'''

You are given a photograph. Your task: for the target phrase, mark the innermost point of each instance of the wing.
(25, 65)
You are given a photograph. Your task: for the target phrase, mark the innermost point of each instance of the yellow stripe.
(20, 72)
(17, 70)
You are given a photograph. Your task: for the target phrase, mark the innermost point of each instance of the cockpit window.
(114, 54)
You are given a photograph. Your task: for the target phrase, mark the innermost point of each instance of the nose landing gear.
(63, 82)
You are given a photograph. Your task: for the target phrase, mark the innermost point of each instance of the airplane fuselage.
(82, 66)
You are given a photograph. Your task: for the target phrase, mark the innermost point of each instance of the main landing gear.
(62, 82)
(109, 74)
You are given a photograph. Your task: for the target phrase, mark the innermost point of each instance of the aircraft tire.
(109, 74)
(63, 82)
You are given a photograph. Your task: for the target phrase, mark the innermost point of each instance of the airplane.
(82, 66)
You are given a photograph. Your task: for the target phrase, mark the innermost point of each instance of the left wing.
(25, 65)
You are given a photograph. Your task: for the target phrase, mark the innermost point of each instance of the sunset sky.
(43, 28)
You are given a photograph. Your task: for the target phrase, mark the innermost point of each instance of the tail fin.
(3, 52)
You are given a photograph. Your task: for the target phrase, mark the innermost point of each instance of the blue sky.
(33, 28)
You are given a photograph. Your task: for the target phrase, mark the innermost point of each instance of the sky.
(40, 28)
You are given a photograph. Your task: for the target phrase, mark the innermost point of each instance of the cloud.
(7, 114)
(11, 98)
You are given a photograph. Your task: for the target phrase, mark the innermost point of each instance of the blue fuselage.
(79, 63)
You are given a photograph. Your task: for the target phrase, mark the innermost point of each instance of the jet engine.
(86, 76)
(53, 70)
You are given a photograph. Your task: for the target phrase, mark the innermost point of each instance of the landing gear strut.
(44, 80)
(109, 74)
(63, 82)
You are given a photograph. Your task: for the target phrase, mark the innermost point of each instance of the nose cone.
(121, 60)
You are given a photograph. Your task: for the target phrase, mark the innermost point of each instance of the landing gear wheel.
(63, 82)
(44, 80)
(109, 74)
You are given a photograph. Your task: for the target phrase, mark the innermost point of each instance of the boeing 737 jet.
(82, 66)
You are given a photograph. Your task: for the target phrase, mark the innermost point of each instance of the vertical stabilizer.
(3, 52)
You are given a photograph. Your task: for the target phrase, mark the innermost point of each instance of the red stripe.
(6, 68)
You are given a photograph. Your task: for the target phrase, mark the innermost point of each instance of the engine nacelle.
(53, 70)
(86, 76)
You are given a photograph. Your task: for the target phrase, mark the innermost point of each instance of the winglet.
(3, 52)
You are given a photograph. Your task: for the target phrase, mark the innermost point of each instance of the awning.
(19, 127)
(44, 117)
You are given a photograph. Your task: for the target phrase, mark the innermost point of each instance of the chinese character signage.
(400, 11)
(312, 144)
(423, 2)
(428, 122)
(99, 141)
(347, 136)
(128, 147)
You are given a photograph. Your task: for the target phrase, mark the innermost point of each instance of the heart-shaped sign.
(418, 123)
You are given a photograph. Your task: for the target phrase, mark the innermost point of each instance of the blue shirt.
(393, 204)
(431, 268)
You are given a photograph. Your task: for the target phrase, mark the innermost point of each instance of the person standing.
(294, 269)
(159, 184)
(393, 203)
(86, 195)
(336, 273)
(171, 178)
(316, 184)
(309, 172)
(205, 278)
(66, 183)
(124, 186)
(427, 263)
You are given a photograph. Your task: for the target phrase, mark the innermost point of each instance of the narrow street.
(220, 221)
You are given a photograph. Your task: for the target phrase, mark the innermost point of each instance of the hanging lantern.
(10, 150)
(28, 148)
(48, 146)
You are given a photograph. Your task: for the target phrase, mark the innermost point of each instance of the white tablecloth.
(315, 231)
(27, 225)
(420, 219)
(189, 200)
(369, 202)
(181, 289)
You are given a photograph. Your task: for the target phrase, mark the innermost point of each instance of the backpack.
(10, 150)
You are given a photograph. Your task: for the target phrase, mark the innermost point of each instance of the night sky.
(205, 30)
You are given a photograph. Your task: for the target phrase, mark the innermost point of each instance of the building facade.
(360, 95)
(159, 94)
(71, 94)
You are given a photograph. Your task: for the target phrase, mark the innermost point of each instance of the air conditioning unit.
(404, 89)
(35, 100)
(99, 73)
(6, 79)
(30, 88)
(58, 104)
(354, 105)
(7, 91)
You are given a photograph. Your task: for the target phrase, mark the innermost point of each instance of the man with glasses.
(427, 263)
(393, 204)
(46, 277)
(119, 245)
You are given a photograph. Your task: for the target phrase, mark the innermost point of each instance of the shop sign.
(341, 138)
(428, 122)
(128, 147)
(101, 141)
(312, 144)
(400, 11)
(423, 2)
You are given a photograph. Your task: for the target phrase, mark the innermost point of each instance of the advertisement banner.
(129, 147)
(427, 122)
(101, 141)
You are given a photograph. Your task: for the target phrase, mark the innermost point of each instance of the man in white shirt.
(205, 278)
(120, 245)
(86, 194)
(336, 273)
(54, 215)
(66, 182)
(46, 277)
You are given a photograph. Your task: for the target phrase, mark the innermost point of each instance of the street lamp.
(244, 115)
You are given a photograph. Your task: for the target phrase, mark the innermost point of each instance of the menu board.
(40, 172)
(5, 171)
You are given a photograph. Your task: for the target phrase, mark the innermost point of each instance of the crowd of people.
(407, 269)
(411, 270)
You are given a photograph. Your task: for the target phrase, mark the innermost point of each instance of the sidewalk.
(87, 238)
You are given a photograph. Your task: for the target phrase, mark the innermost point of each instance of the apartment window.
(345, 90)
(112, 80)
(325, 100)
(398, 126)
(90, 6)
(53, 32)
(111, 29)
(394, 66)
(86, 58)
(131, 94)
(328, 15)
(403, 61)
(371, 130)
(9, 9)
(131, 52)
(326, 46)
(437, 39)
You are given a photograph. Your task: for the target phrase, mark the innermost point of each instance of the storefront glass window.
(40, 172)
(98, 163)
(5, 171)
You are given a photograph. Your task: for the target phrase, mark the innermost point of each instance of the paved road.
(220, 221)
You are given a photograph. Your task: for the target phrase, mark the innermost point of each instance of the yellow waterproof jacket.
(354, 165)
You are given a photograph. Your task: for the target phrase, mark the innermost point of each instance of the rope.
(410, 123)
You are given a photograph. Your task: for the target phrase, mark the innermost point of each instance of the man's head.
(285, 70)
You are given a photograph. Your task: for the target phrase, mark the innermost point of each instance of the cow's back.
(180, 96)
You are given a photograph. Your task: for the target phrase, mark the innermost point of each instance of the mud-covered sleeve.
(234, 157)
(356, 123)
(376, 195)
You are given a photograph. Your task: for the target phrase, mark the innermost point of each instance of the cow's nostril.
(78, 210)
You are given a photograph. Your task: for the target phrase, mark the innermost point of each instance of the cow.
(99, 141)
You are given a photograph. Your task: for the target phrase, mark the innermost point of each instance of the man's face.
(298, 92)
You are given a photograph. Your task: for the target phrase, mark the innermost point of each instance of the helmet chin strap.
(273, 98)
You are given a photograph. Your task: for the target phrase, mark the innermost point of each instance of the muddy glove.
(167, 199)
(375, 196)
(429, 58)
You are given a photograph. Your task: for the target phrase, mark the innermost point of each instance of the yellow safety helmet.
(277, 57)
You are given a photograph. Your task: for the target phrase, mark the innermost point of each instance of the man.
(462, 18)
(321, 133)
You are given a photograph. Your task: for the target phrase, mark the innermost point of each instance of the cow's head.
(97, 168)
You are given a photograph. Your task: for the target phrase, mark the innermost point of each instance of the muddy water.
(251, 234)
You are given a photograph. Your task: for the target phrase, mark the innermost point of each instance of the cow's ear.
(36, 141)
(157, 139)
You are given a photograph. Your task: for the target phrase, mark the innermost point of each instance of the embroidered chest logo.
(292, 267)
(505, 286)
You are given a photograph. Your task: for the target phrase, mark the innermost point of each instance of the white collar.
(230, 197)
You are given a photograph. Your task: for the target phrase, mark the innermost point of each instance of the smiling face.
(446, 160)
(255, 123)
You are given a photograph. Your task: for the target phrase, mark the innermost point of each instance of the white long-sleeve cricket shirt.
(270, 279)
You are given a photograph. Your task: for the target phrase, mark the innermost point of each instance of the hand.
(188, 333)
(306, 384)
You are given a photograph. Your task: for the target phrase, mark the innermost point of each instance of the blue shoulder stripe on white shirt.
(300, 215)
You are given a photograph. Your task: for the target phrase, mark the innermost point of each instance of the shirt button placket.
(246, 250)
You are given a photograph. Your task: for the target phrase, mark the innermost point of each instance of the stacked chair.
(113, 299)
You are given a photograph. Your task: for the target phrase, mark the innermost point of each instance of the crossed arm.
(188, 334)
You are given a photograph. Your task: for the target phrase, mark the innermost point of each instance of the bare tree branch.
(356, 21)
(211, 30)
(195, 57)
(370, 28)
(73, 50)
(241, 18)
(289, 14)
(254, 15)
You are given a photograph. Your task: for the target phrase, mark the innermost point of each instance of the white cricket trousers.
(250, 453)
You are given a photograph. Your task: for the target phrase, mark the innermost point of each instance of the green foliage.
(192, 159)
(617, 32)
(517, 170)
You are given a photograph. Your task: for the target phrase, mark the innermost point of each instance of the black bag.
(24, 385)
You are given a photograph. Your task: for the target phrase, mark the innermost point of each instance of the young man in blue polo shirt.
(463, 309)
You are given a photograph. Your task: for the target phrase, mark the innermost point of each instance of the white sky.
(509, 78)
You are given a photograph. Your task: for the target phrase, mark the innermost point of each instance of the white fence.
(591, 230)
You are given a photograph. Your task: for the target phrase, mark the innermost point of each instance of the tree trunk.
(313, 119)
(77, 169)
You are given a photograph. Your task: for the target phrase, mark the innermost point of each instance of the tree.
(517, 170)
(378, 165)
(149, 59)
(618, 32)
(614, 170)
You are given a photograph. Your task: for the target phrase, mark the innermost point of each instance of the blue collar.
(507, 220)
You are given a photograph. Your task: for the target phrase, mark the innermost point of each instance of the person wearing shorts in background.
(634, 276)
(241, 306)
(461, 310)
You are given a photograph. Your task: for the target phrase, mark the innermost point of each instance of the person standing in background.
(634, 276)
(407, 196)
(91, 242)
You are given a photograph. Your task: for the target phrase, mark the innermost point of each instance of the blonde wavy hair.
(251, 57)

'''

_WORK TO COMPLETE_.
Beginning at the line where "the black bag." appears, extract each line through the end of the data above; keep them exact and include nothing else.

_REPLY_.
You are given a photograph. Your task: for the target phrase, mark the innermost point of each instance of the black bag.
(24, 385)
You are given a photograph. Your task: for the target phrase, mark the innermost point of each instance of the young man in blue polo shirt.
(463, 309)
You are given a photograph. Your task: for the target phrase, mark the innermost point of each instance of the white sky.
(509, 78)
You are given a photograph. Your task: for the target phrase, mark the innermost point of each instance of the white fence.
(591, 230)
You are given a photograph. Your task: for the target phrase, mark the innermost point of each instance of the tree trunk.
(313, 119)
(77, 169)
You are given a photograph. Your task: for the target phrase, mark the innermost point of each instance of the tree.
(517, 170)
(378, 165)
(149, 59)
(618, 32)
(614, 170)
You are given a photograph. Your task: for the target phrase, mark the innermost point of each instance of the blue collar.
(507, 220)
You are given a photograph. Your task: for the target phrase, mark the innermost point of each instance of the person wearing shorts in background.
(634, 276)
(241, 306)
(461, 310)
You are given a photograph. Your task: for the target phrase, mark the innermost point of each instance of the person standing in background.
(634, 276)
(407, 196)
(91, 242)
You are given a photograph. Your task: for the target phrase, mark the innermost point of each instance of the blonde wavy hair.
(251, 57)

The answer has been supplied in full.